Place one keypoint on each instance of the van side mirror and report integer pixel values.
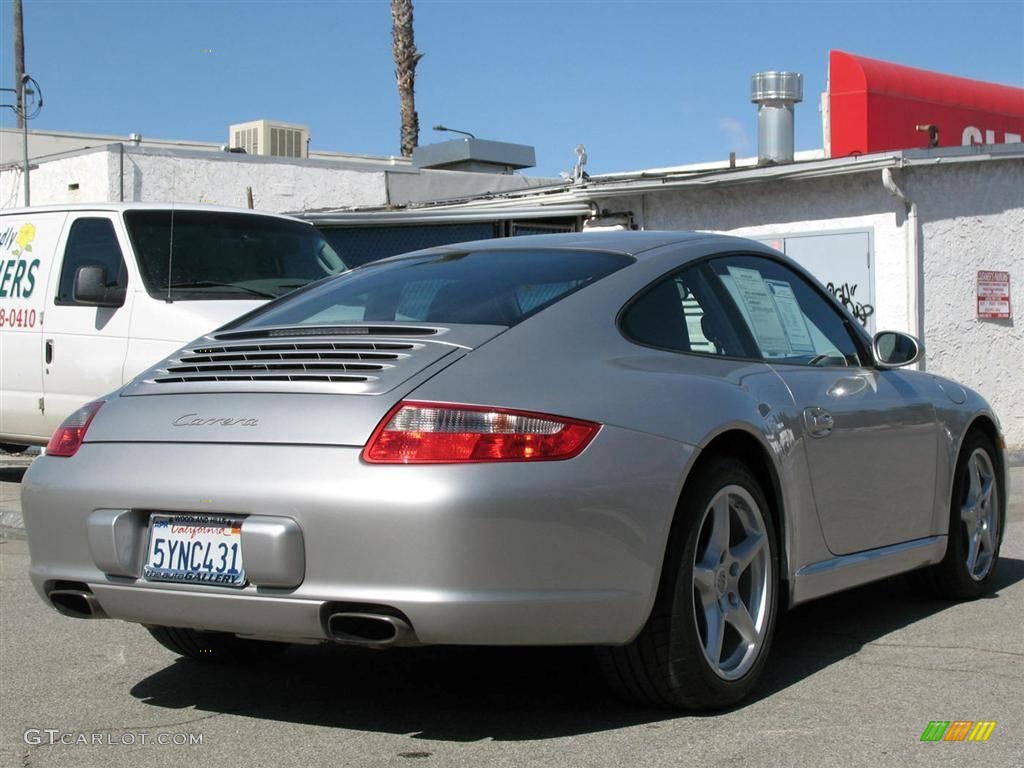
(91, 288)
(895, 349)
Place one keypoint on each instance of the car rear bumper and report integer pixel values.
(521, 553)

◆ ◆ ◆ ◆ ◆

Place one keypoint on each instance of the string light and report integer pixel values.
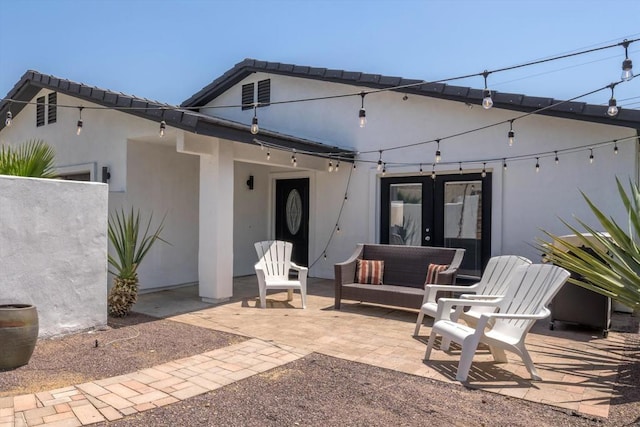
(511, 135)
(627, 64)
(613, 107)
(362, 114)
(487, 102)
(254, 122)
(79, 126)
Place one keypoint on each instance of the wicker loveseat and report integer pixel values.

◆ ◆ ◆ ◆ ◆

Exercise description
From the records above, transcribe only the stretch from the line with "Place one keypoint on each instance of the string" through the line with "Place one keypoint on each instance of the wicker", keeping both ends. Omit pictures.

Response
Place one keypoint on each instance of the string light and report integer pixel values.
(511, 135)
(627, 64)
(613, 107)
(362, 114)
(487, 102)
(254, 122)
(79, 126)
Place one keypoint on each instance of the wicker loveseat and report integer pixel values.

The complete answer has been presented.